*** TEXTO APORTADO ***
En el sistema educativo nos ocurre algo similar. Cuando la innovación educativa se integra en discursos y prácticas suele hacerlo apoyada en los elementos que la definen dentro de las aulas, pero rara vez se analiza desde la perspectiva sistémica. Se diseñan procesos, prácticas, proyectos y experiencias que permiten el desarrollo de la innovación en los centros educativos y que tienen fundamentalmente al profesorado como principal agente innovador. Sin embargo, es difícil encontrar referencias sobre la innovación del propio sistema educativo o ―más complicado aún― sobre el rol que juega la propia Administración como sujeto innovador. Esta dualidad evidencia una falta de convergencia entre las cada vez más numerosas innovaciones educativas de los centros, dispersas y fragmentadas, y la ausencia de una estructura que impulse procesos de innovación en el propio sistema educativo.
***
**TAREA PLANTEADA 1:** En el texto sobre la innovación educativa, ¿quién es el principal agente innovador en los procesos, prácticas y proyectos que se diseñan para los centros educativos?
**TAREA PLANTEADA 2:** Copia del texto sobre la innovación educativa todo lo que va desde "En el sistema" hasta "propio sistema educativo.", y sustituye "profesorado" por "cuerpo docente".
**TAREA PLANTEADA 3:** Sigue escribiendo el texto sobre la innovación en el sistema educativo a partir de su última frase.
*** DATOS APORTADOS ***
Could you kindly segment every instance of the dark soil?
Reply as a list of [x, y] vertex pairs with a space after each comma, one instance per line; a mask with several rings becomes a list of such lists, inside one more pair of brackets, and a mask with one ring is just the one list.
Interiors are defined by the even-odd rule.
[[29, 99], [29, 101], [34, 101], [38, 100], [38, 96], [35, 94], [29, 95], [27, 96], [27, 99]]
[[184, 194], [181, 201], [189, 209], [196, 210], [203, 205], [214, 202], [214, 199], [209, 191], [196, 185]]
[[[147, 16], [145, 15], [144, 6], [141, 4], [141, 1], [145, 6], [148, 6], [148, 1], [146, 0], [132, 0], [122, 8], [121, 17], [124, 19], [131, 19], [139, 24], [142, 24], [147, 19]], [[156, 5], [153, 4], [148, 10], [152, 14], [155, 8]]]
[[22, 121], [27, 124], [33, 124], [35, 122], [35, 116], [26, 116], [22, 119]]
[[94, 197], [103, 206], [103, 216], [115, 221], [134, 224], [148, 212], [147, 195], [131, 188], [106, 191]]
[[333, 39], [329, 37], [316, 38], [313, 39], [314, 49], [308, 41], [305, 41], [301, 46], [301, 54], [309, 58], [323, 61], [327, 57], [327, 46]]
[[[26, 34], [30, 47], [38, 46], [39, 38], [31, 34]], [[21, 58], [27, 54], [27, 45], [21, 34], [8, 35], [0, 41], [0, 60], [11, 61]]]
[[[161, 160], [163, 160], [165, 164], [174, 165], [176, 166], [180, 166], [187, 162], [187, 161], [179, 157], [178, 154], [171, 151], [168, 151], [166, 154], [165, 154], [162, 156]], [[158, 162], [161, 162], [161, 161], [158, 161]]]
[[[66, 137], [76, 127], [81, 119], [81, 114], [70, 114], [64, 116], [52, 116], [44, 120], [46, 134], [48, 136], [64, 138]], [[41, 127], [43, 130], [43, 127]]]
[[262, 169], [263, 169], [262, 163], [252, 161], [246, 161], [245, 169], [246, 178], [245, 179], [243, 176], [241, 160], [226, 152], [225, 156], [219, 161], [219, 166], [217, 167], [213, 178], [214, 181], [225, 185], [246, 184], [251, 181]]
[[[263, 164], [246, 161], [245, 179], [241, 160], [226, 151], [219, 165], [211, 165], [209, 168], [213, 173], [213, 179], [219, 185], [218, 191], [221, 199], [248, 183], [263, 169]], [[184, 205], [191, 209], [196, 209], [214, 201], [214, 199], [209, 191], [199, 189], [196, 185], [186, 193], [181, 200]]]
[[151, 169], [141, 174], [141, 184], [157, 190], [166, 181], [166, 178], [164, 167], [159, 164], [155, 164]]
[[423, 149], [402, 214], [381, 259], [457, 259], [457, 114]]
***
**RESULTADO DE LA TAREA 1:** El profesorado.

**RESULTADO DE LA TAREA 2:**
En el sistema educativo nos ocurre algo similar. Cuando la innovación educativa se integra en discursos y prácticas suele hacerlo apoyada en los elementos que la definen dentro de las aulas, pero rara vez se analiza desde la perspectiva sistémica. Se diseñan procesos, prácticas, proyectos y experiencias que permiten el desarrollo de la innovación en los centros educativos y que tienen fundamentalmente al cuerpo docente como principal agente innovador. Sin embargo, es difícil encontrar referencias sobre la innovación del propio sistema educativo o ―más complicado aún― sobre el rol que juega la propia Administración como sujeto innovador. Esta dualidad evidencia una falta de convergencia entre las cada vez más numerosas innovaciones educativas de los centros, dispersas y fragmentadas, y la ausencia de una estructura que impulse procesos de innovación en el propio sistema educativo.

**RESULTADO DE LA TAREA 3:**
Entonces, ¿tenemos una brecha entre la vocación innovadora de gran parte del profesorado y los centros, por un lado, y el desempeño innovador del conjunto del sistema, por otro? Mi impresión es que eso es exactamente lo que nos ocurre. Y en ello tienen mucho que ver tres cuestiones: quién, dónde y cómo se innova en educación.

¿Quién innova? El profesor. Esa es la percepción generalizada: es el docente el máximo impulsor y responsable de la innovación en las aulas. La escuela cobra así protagonismo como motor de cambio, entendiendo que debe generar las condiciones óptimas para que se produzcan los procesos de innovación, las condiciones que multiplican el impacto de las innovaciones individuales que los docentes desarrollan en sus clases.

No obstante, dejar esa función solo a los centros es tan injusto como ineficaz. La administración educativa, como arquitecta y gestora del sistema, debe no solo contribuir a esta tarea, sino además hacerlo de una manera muy diferente a como lo está haciendo ahora. Ello supone evolucionar desde un rol de agente pasivo ―que impulsa, financia y monitoriza la innovación surgida en los centros y las aulas― a un rol como sujeto activo de innovación ―que impulsa, financia y monitoriza la innovación que se desarrolla en la estructura y los servicios de la administración educativa―.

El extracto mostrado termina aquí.